--- Entries provided ---

•••••

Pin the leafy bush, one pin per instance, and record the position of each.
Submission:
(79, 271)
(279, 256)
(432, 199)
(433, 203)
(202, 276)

•••••

--- Objective ---
Transcribe every record above exactly as it appears.

--- Output ---
Pin the leafy bush, one pin per instance, and record the position of each.
Submission:
(79, 271)
(279, 256)
(432, 199)
(433, 203)
(202, 276)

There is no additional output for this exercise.